• Your task
Copy each of the items below word for word, leaving out the pictures.

• Source data
## Start

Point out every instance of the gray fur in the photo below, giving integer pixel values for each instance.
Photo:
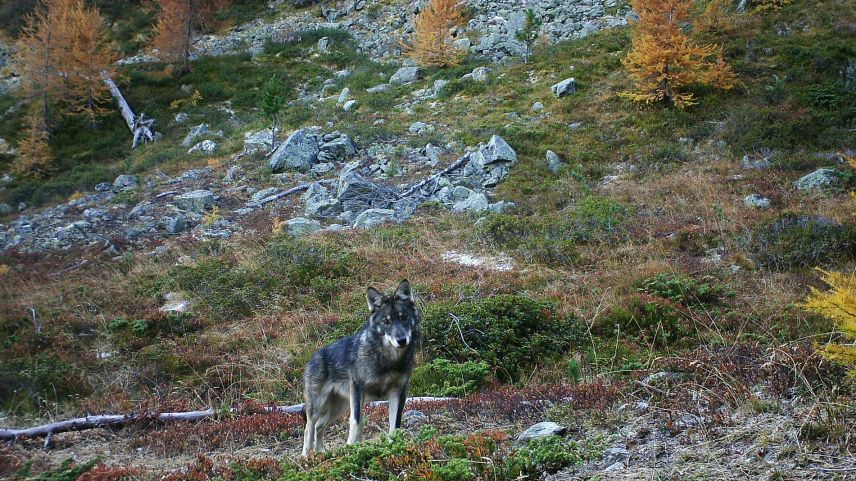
(373, 364)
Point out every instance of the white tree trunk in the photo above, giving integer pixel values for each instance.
(140, 127)
(119, 420)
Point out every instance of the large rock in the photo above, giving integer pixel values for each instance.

## End

• Finished exercise
Point out every instance of the gray fur in the photo below, giving integer pixel values for each instance.
Photo:
(373, 364)
Point out every instance of the white tree trunk in the photo above, giving integer pixel values for each instance.
(140, 127)
(119, 420)
Point out every instance of the large rock in the photo above, giving integer pixel values for each instance.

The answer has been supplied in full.